◆ SUPPLIED DATA

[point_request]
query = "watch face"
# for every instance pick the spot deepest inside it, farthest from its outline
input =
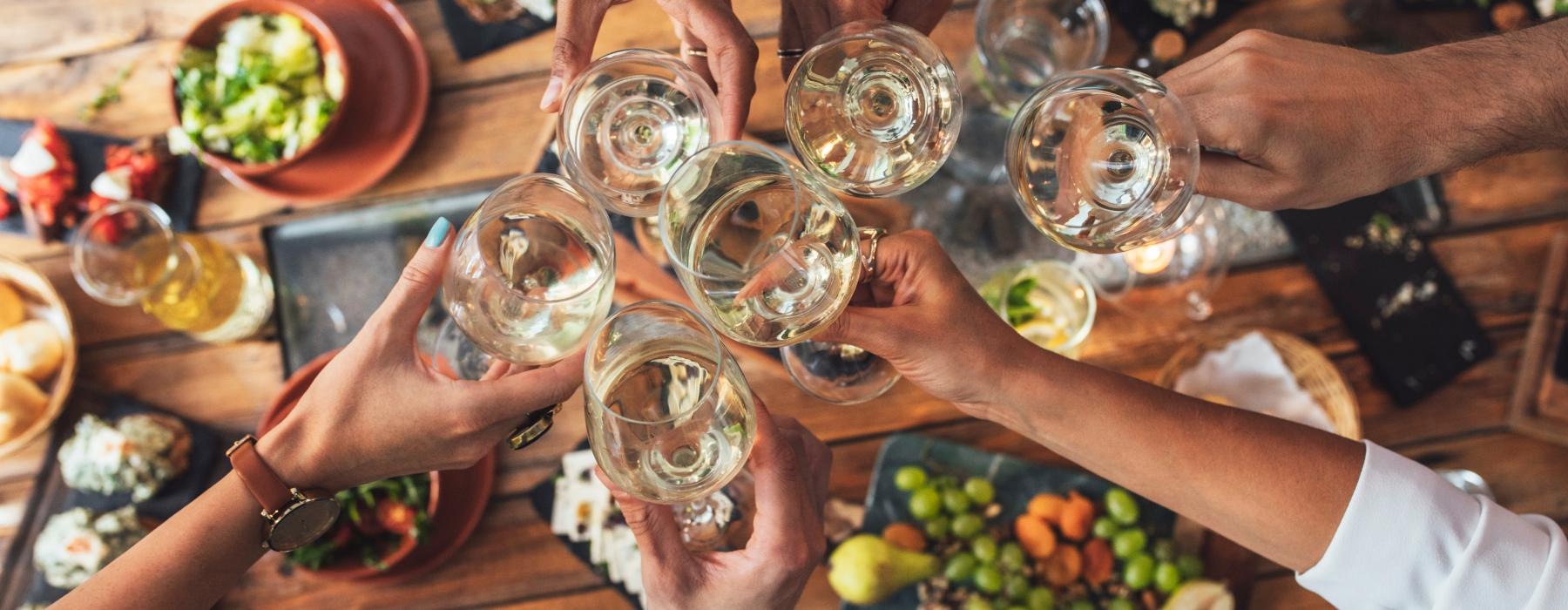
(303, 523)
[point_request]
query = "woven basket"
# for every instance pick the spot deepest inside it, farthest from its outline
(1311, 369)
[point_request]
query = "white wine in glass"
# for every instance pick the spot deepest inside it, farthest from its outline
(1105, 160)
(767, 254)
(670, 414)
(629, 121)
(874, 109)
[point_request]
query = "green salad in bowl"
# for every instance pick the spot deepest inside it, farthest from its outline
(260, 96)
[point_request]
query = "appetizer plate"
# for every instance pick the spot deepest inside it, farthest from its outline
(43, 303)
(456, 498)
(389, 78)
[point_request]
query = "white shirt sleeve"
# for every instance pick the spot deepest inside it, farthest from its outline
(1410, 539)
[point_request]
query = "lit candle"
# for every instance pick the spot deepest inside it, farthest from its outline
(1152, 259)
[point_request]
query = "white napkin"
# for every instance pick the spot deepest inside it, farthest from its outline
(1250, 374)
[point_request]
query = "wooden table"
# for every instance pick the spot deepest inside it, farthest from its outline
(483, 125)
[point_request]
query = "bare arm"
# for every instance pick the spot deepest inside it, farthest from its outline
(1315, 125)
(1270, 485)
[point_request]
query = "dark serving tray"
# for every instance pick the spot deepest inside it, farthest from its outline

◆ PROBLEM DESCRIPTION
Reproduce each record from above exactly; pictures do not belong in the copy.

◆ SOLUTION
[point_request]
query = "watch face"
# for every instance pick the spot deepest inside it, farthest from its outline
input =
(303, 523)
[point_request]
query = "woven basket"
# for every instance pick the spot deepest inside it, farthest from its outline
(1311, 369)
[point_request]
query = "white wine in glass"
# for every instance pick the spot deepest inside it, farthest from its outline
(1105, 160)
(767, 254)
(670, 414)
(629, 121)
(874, 109)
[point_request]
query = "green salad in bowl"
# for every instance pick the spot deepest inside it, farthest from its outline
(260, 96)
[point_request]
query = "appetizer plate"
# for every instance pick the spot deepest inside it, farthest from its outline
(43, 303)
(456, 498)
(389, 78)
[point_request]
query = "white shirt sleeve"
# for every instance pick the spot deepest inside it, farthest from its outline
(1410, 539)
[point_request]
query = "lit candle"
# for every instance pick the spot deepest inside it, farthest from its outline
(1152, 259)
[point_request]
query = "white napkin"
# for every instance pick the spot deepest inside it, farthest from its outline
(1250, 374)
[point_request]
query = "wooden table"
# for every instance pick the spot deepest inside it, farthest from its outline
(483, 125)
[point_request]
query = "bare arm"
# for every instance pick the spot deepest inside it, farthest from its outline
(1315, 125)
(1270, 485)
[point_request]
query = "dark serving tray"
# for every instance pick the spot deepest inside it, farthest from its outline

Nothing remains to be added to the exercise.